→ **Given exercise**
How many lines in the data below contain the word "island"? Reply with the number alone.

[Pointing and labeling entries]
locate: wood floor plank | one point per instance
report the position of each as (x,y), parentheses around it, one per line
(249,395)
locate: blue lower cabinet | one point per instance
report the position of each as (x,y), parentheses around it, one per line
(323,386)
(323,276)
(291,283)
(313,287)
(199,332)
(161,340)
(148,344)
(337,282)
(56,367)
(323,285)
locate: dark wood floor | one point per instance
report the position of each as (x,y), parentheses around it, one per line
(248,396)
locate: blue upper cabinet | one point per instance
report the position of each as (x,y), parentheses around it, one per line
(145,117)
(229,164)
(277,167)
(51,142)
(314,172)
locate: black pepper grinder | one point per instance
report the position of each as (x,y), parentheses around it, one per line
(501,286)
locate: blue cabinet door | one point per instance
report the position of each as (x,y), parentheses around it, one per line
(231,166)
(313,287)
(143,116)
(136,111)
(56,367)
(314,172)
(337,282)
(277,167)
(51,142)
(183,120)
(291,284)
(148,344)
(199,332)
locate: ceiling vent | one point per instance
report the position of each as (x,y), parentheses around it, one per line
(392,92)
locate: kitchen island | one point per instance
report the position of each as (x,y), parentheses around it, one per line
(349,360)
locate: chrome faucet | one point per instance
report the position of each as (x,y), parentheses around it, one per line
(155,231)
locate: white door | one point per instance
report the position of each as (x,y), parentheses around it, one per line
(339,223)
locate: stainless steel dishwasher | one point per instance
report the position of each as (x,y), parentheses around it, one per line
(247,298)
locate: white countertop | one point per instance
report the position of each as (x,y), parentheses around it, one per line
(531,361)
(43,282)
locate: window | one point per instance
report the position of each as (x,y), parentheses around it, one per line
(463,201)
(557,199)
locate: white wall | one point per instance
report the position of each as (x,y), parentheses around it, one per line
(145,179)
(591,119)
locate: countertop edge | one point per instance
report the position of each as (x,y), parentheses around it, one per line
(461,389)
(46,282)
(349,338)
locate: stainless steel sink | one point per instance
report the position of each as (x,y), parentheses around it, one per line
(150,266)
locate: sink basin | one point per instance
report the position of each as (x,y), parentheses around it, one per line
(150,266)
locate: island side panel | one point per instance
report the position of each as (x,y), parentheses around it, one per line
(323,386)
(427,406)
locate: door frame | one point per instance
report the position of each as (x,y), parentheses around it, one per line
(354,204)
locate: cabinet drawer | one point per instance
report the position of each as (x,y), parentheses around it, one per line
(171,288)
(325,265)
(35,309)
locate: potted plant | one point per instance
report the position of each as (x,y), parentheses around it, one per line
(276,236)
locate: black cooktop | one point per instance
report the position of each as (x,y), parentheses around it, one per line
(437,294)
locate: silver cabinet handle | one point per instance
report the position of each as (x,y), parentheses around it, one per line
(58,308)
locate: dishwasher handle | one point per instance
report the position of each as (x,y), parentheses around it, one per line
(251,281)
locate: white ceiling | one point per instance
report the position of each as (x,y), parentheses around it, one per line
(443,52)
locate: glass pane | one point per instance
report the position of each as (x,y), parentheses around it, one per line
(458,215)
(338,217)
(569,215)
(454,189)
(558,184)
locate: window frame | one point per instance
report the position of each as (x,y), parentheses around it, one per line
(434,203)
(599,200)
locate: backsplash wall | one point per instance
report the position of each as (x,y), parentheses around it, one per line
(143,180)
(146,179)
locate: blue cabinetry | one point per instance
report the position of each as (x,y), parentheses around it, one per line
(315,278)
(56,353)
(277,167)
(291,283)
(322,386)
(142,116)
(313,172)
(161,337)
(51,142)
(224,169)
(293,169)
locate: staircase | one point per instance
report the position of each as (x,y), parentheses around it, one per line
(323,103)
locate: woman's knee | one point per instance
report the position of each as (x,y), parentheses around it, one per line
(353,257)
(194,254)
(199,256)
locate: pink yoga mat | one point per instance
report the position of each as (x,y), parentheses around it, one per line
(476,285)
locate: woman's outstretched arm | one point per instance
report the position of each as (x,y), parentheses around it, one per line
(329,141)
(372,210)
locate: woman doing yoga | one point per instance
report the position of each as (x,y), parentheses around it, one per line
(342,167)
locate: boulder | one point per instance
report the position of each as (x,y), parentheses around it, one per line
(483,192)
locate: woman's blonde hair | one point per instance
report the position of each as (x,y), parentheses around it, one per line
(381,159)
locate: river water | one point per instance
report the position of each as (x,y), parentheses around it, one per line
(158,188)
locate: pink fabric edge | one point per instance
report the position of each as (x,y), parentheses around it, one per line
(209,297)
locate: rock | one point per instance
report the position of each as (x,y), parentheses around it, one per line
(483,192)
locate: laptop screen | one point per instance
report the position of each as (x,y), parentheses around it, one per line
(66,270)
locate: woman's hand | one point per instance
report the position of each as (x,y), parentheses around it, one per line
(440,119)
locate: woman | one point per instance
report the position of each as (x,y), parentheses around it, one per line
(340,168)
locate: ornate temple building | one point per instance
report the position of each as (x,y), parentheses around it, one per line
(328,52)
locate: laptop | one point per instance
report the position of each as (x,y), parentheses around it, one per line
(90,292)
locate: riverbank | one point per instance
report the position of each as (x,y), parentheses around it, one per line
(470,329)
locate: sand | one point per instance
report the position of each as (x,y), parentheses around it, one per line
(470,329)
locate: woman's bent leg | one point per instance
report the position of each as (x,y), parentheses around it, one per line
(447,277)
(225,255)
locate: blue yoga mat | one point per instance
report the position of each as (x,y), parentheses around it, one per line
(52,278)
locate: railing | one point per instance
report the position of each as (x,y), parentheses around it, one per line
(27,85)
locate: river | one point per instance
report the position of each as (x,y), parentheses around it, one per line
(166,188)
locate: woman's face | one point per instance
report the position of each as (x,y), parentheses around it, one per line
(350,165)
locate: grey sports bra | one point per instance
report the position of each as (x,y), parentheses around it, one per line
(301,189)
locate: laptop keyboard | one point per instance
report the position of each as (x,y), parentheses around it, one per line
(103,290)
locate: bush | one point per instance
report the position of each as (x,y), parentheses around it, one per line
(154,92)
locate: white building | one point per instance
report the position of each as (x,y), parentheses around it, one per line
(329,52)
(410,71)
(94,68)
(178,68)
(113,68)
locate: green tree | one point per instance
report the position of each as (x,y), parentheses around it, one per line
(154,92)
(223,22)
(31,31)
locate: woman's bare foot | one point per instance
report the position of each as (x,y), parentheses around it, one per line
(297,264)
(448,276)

--

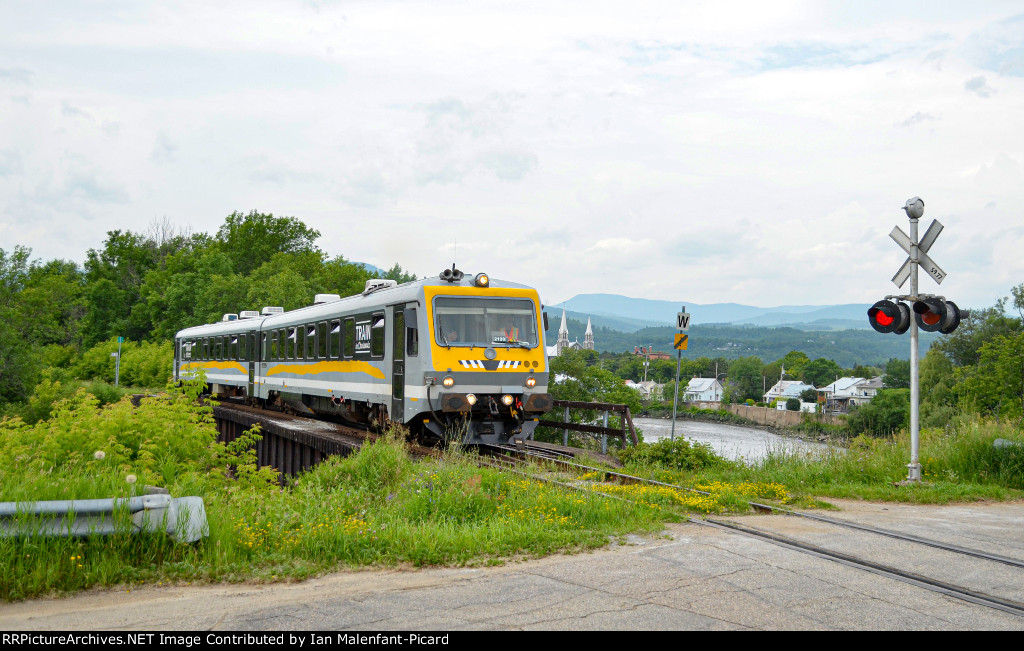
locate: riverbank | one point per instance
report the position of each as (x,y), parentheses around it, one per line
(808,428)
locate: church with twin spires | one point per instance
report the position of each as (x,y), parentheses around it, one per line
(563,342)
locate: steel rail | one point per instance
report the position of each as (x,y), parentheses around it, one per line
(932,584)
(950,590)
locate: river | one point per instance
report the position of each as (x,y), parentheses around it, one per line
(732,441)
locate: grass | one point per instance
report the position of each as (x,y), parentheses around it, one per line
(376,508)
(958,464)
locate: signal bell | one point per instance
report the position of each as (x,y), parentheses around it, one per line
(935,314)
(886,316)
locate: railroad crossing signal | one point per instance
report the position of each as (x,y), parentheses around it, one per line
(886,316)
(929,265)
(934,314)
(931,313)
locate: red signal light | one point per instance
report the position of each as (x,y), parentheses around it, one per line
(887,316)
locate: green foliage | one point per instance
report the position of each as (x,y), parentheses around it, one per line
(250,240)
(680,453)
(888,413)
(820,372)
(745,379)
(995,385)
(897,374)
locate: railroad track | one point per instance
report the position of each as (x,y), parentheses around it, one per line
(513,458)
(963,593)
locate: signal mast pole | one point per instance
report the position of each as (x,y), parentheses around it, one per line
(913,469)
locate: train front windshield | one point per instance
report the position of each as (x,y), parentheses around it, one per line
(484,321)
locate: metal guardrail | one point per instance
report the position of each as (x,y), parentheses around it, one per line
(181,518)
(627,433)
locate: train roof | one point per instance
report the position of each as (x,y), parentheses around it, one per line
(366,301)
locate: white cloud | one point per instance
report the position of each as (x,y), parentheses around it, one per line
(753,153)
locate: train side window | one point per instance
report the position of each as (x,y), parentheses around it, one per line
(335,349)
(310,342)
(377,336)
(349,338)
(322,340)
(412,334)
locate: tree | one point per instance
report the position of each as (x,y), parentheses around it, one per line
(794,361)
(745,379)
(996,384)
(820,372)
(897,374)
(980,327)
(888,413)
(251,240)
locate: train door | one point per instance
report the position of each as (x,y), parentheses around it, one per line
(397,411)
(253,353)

→ **Full solution**
2